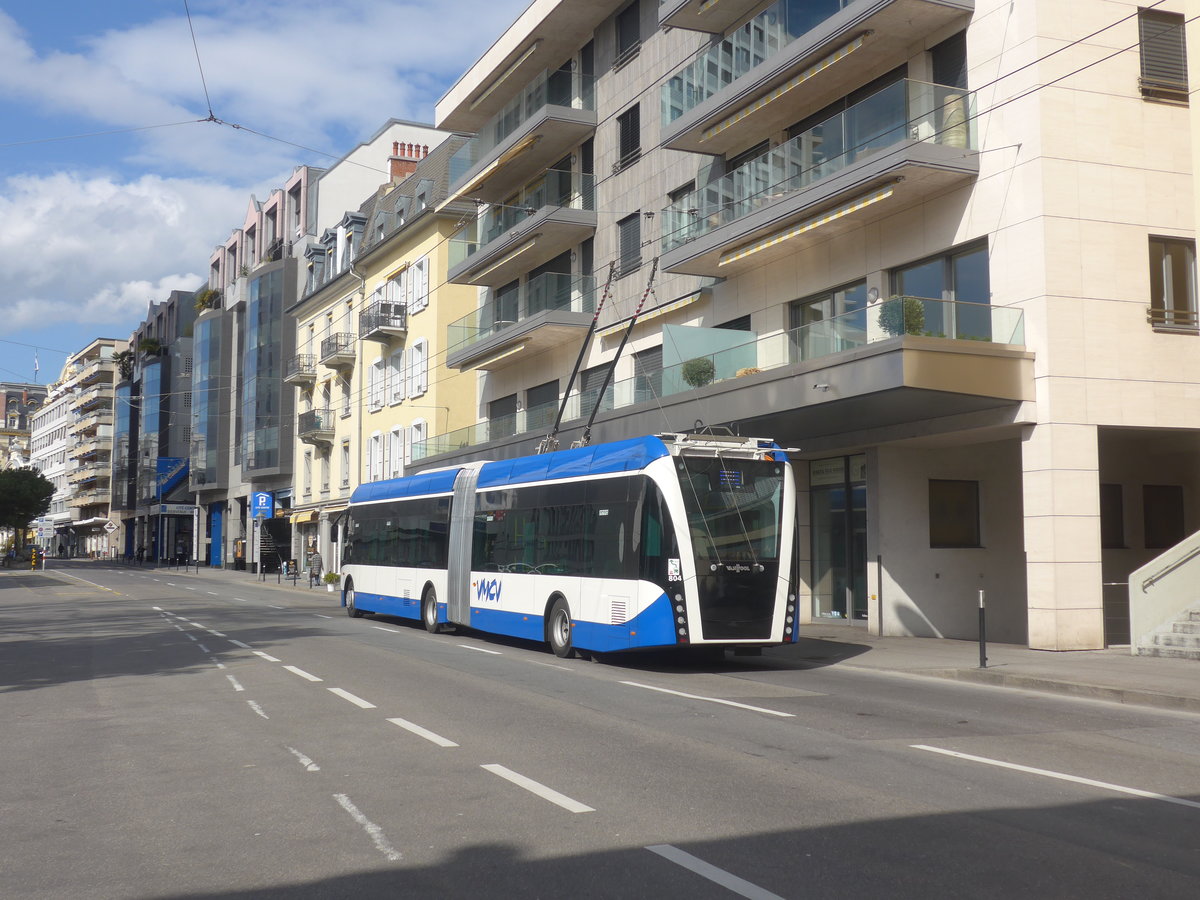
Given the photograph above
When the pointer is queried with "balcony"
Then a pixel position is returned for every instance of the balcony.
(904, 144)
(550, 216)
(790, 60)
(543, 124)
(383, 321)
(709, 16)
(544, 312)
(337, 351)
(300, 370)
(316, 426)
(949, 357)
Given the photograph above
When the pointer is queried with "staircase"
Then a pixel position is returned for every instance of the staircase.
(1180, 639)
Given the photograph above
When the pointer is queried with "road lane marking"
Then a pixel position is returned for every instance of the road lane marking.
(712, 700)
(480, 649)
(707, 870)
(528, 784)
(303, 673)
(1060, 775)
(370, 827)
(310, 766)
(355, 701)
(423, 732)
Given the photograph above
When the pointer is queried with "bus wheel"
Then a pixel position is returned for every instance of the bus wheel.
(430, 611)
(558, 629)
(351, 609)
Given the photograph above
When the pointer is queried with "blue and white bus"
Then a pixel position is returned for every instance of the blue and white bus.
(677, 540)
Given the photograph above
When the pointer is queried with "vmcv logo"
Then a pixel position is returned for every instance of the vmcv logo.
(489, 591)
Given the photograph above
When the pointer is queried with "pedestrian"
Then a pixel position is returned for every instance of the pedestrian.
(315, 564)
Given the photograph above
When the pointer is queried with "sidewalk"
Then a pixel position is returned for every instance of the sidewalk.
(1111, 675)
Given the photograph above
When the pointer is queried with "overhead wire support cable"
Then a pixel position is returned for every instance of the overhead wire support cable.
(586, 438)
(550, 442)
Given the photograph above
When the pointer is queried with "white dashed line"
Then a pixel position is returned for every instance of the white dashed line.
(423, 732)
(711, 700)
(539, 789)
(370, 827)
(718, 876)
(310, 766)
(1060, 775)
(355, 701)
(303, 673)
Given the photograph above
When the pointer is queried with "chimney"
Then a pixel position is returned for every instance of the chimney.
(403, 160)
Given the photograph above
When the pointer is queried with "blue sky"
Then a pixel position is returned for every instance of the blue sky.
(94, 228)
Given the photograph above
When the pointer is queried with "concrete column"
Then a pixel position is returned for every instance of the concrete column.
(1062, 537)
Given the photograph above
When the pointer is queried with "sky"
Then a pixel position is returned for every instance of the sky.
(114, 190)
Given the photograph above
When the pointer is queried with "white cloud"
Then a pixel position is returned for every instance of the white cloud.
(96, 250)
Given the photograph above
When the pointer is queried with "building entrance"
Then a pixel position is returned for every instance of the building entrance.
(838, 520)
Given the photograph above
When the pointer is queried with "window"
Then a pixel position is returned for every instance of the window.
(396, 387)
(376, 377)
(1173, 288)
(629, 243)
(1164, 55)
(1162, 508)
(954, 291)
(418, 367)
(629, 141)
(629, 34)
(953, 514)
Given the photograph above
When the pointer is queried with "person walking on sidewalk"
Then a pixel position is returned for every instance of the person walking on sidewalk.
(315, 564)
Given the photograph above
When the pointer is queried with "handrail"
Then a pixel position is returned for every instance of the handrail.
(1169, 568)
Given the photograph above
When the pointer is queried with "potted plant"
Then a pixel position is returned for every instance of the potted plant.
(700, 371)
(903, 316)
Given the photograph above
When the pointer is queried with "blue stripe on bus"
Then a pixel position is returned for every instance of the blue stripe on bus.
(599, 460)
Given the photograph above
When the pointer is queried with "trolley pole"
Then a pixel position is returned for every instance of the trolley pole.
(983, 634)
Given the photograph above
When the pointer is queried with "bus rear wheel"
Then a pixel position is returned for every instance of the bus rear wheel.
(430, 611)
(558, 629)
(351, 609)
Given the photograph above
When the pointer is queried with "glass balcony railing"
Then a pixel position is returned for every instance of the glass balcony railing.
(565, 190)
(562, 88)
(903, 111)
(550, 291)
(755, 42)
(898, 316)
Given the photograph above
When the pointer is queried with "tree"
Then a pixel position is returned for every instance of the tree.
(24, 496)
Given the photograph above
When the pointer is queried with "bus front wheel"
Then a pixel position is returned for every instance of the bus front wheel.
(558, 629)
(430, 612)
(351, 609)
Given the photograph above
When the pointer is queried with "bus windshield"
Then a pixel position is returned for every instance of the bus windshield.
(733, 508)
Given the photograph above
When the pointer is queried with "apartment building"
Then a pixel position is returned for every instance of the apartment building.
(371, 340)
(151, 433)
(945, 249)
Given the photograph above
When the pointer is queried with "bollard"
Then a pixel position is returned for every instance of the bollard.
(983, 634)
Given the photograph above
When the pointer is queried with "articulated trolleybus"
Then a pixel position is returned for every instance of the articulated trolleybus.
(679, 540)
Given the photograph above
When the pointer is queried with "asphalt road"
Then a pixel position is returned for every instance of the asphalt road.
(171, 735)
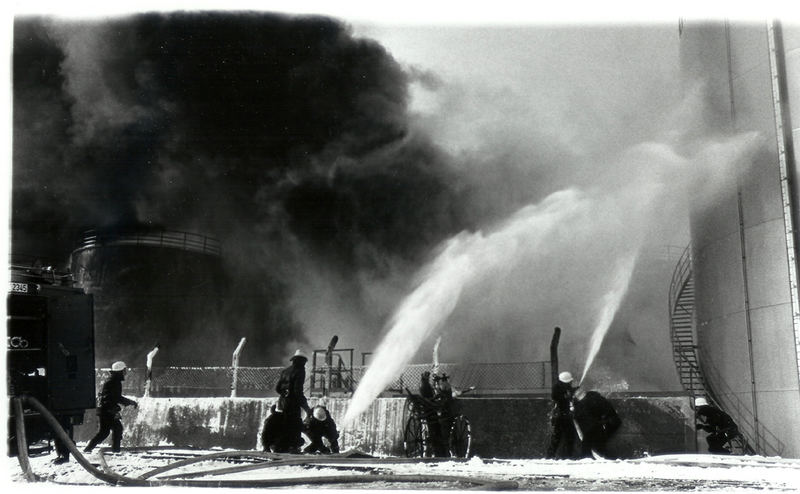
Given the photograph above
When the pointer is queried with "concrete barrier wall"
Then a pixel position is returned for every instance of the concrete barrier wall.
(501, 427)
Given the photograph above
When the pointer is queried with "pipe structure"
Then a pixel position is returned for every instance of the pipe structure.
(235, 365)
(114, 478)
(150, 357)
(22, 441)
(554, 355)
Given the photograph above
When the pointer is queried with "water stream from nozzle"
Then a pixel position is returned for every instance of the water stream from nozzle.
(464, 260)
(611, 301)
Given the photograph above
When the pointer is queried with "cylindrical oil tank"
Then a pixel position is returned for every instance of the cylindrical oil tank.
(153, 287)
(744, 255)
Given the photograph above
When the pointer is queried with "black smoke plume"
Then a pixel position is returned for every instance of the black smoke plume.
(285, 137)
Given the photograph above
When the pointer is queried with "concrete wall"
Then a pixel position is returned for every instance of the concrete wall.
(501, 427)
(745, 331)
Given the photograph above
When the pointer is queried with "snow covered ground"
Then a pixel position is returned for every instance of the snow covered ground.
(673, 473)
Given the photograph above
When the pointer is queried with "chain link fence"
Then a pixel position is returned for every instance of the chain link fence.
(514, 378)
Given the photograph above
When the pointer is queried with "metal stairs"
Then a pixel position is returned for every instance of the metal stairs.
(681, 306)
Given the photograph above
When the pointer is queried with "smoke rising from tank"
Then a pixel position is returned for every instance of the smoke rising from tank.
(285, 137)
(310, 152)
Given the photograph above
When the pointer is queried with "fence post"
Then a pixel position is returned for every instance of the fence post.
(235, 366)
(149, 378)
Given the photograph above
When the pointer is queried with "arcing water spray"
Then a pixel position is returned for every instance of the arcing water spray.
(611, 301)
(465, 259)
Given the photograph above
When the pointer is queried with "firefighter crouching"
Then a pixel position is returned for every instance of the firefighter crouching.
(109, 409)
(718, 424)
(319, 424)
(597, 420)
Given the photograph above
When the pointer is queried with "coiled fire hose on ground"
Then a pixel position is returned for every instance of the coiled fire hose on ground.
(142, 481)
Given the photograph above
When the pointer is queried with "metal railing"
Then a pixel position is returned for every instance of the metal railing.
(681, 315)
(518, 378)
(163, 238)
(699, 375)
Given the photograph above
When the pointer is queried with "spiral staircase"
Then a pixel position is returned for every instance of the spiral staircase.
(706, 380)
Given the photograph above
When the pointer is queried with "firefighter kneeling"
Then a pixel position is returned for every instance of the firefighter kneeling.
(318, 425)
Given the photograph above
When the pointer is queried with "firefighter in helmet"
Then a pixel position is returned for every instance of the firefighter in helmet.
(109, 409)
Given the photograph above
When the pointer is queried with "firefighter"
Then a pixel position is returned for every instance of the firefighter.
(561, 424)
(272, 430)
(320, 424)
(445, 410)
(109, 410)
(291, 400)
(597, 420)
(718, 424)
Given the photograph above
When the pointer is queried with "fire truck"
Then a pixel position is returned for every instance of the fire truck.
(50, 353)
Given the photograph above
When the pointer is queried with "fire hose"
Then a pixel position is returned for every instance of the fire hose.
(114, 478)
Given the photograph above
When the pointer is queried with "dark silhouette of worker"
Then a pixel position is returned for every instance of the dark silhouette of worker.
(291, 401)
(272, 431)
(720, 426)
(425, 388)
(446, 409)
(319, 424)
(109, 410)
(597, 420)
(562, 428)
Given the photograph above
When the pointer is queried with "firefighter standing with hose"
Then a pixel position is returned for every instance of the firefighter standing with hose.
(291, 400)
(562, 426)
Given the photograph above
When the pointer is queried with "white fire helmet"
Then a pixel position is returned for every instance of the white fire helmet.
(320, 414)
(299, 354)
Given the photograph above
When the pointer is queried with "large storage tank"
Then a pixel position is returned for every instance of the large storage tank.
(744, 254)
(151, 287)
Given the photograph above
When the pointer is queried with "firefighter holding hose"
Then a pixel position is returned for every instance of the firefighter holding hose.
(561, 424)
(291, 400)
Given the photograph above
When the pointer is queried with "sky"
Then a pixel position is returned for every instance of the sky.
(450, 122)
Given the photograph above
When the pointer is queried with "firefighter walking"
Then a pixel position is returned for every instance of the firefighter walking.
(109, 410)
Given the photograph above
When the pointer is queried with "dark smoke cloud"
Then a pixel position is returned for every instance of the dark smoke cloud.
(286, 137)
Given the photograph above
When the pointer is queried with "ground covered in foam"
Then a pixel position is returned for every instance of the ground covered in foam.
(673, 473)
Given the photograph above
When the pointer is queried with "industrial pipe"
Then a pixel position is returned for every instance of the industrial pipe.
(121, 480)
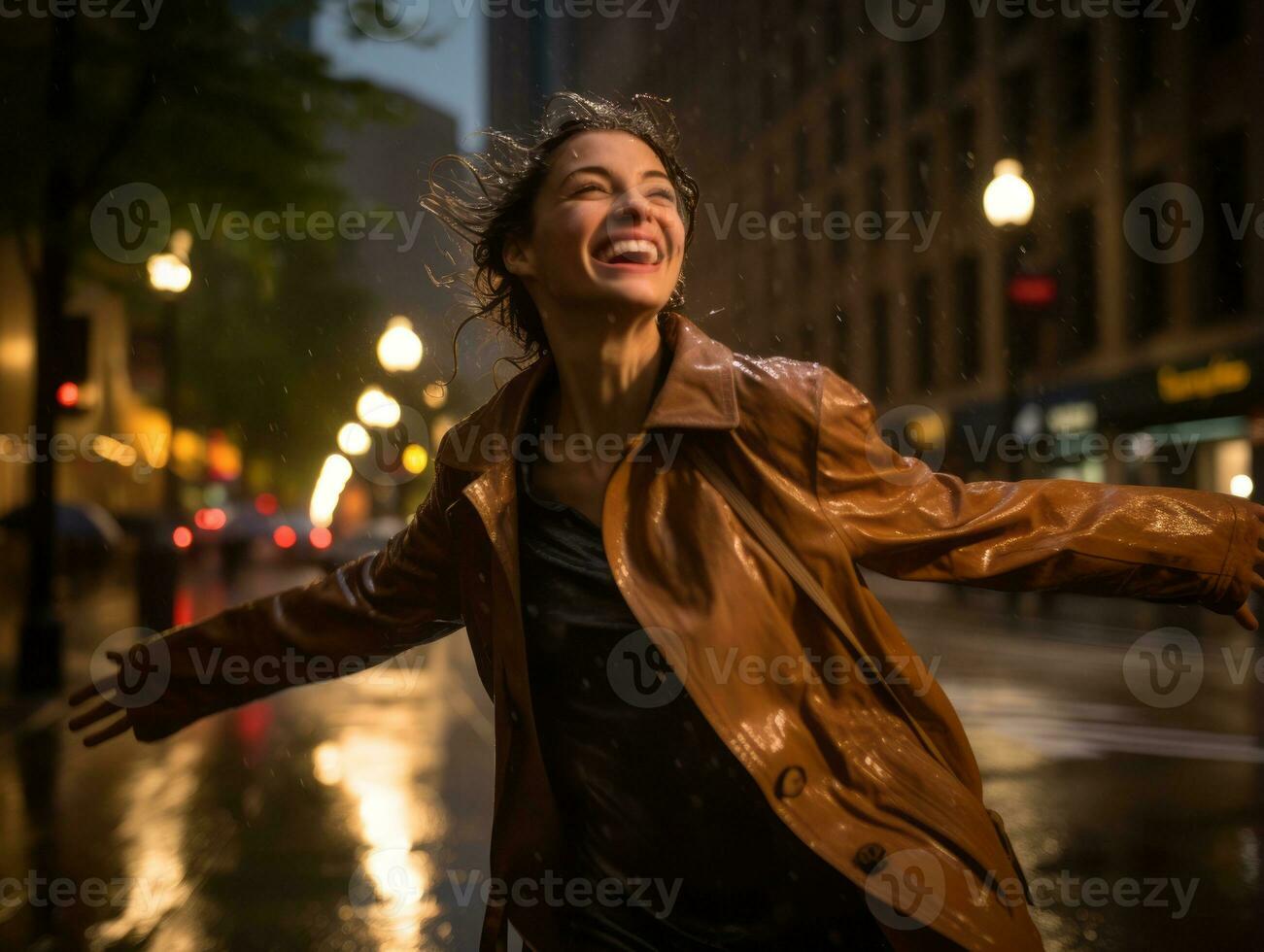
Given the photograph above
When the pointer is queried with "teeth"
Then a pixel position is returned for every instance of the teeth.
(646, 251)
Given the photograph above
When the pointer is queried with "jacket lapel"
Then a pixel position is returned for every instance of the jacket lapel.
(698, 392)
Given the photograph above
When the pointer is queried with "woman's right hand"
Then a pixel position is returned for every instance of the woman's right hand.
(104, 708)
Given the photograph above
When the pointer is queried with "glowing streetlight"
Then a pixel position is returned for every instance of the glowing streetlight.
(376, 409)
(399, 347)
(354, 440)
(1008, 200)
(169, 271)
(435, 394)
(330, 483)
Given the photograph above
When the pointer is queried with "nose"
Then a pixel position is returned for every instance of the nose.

########################################

Written exercise. Report every line of the entries above that contains the word "foam", copying each line in full.

The result.
When the pointer is queried with "ground covered in foam"
Then a pixel position is returned for every instance of the ground covered in foam.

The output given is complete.